TEKSTBLOK ::
▬▬▬
De voorzieningenrechter oordeelt als volgt.
Spoedeisend belang
5. Ingevolge artikel 8:81 van de Awb [2] kan de voorzieningenrechter op verzoek
een voorlopige voorziening treffen indien onverwijlde spoed, gelet op de betrokken
belangen, dat vereist.
6. Op grond van artikel 8:83, vierde lid, van de Awb kan de voorzieningenrechter ook
in geval van een niet-kennelijke afdoening uitspraak doen zonder een zitting te houden
wanneer onverwijlde spoed dat vereist en partijen daardoor niet in hun belangen worden
geschaad. De voorzieningenrechter maakt gebruik van deze bevoegdheid omdat hij een spoedeisend belang aanwezig acht.
Inhoudelijke beoordeling
7. Het oordeel van de voorzieningenrechter heeft een voorlopig karakter en is niet bindend in de bodemprocedure.
8. In de eerste plaats overweegt de voorzieningenrechter dat de verzochte voorlopige voorziening een voorlopig karakter mist, voor zover daarbij wordt verzocht om verzoeker te behandelen als ware in het bezit van een mvv. Uit het systeem van de wet- en regelgeving volgt dat een vreemdeling in zijn land van herkomst een mvv dient aan te vragen, voordat hij Nederland kan inreizen. Als deze voorlopige voorziening wordt toegewezen zal verzoeker Nederland in kunnen reizen zodat de feitelijke situatie ontstaat die verzoeker met zijn aanvraag heeft beoogd, terwijl verweerder nog niet op het bezwaar heeft beslist. De gevolgen van toewijzing van de voorlopige voorziening zijn dan ook onomkeerbaar. De voorzieningenrechter zal het primaire verzoek van verzoeker om die reden niet toewijzen.
9. Wat betreft het subsidiaire verzoek van verzoeker wordt overwogen dat verweerder op grond van artikel 76, eerste lid, van de Vw [3] binnen negentien weken moet beslissen op het bezwaar van verzoeker. Bij brief van 15 februari 2023 heeft verweerder deze termijn verlengd met zes weken op grond van artikel 7:10, derde lid, van de Awb. Deze termijn is gaan lopen vanaf het moment dat verzoeker het verzuim heeft hersteld. [4] Verweerder heeft verzoeker op 15 februari 2023 een herstelverzuimbrief gestuurd, waarna verzoeker op 23 februari 2023 de gronden van bezwaar heeft ingediend. Dit maakt dat verweerder uiterlijk op 17 augustus 2023 een besluit op het bezwaar van verzoeker bekend dient te maken. De wettelijke beslistermijn is dus nog lang niet verstreken. De voorzieningenrechter kan verweerder dan ook niet opdragen om binnen twee weken een beslissing op zijn bezwaar te nemen. Ook het subsidiaire verzoek kan daarom niet worden toegewezen.
▬▬▬
VASTGELEGDE GEGEVENS ::
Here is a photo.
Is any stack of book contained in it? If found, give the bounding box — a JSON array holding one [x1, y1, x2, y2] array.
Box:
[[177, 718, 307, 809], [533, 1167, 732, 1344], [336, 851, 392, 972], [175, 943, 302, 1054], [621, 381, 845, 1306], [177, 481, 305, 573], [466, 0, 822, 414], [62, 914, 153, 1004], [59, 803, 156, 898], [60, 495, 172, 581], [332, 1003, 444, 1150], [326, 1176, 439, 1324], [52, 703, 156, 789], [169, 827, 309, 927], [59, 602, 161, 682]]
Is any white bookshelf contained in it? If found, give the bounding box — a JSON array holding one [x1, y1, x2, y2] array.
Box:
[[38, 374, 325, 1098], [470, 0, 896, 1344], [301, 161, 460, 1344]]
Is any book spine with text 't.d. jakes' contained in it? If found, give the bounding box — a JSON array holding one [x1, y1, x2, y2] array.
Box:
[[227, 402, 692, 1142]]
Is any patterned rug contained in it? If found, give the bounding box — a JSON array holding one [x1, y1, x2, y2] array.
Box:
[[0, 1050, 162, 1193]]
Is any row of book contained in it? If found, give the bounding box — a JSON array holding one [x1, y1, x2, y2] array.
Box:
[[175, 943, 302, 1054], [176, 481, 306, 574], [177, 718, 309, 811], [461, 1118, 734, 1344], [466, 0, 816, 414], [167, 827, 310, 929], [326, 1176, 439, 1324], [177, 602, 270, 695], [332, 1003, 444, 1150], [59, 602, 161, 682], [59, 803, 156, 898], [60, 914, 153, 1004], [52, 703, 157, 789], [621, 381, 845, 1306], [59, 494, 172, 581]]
▬▬▬
OPDRACHT 1 :: Schaal in de records alles vanaf de regel met "Is any row of" tot en met het einde van de records, beide grenzen inbegrepen, en geef die regels opnieuw, de vragen ongewijzigd erbij. Vermenigvuldig daarbij alleen de coördinaten van de kaders in de antwoorden met 0,6 en rond af op hele getallen, waarbij halven naar boven gaan.
OPDRACHT 2 :: Zet de uitspraak over het verzoek om een voorlopige voorziening voort na de laatste zin die er staat.

ANTWOORD 1 ::
Is any row of book contained in it? If found, give the bounding box — a JSON array holding one [x1, y1, x2, y2] array.
Box:
[[105, 566, 181, 632], [106, 289, 184, 344], [106, 431, 185, 487], [277, 671, 440, 806], [280, 0, 490, 248], [100, 496, 186, 557], [196, 706, 263, 794], [106, 361, 162, 417], [199, 602, 266, 690], [35, 361, 97, 409], [35, 482, 94, 539], [36, 548, 92, 602], [31, 422, 94, 473], [373, 229, 507, 784], [35, 296, 103, 349]]

ANTWOORD 2 ::
10. De voorzieningenrechter is ervan op de hoogte dat verweerder kampt met capaciteitsproblemen. Verzoeker heeft met de kinderrechtrapportage van Defence for Children en de verklaringen van het [tijdelijk verblijfadres] en het Zorgsaam Ziekenhuis echter voldoende aannemelijk gemaakt dat sprake is van een schrijnende situatie. Verzoeker en referente hebben dan ook groot belang bij een spoedige beslissing op het bezwaar. Dit laat onverlet dat dit niet kan leiden tot toewijzing van het verzoek. Gelet op de schrijnende situatie verwacht de voorzieningenrechter echter wel van verweerder dat hij zo spoedig mogelijk en ruim binnen de wettelijke termijn een besluit neemt.
Conclusie
11. De voorzieningenrechter wijst het verzoek af.
12. Verweerder hoeft geen proceskosten te vergoeden.

Beslissing

De voorzieningenrechter wijst het verzoek om een voorlopige voorziening af.
Deze uitspraak is gedaan door mr. B.F.Th. de Roos, voorzieningenrechter, in aanwezigheid van mr.J. de Winter, griffier, en openbaar gemaakt door middel van geanonimiseerde publicatie op
www.rechtspraak.nl.
De uitspraak is bekendgemaakt op:
Tegen deze uitspraak staat geen hoger beroep of verzet open.

Voetnoten

1.Machtiging tot voorlopig verblijf.
2.Algemene wet bestuursrecht.
3.Vreemdelingenwet 2000.
4.Zie artikel 7:10, tweede lid, van de Awb.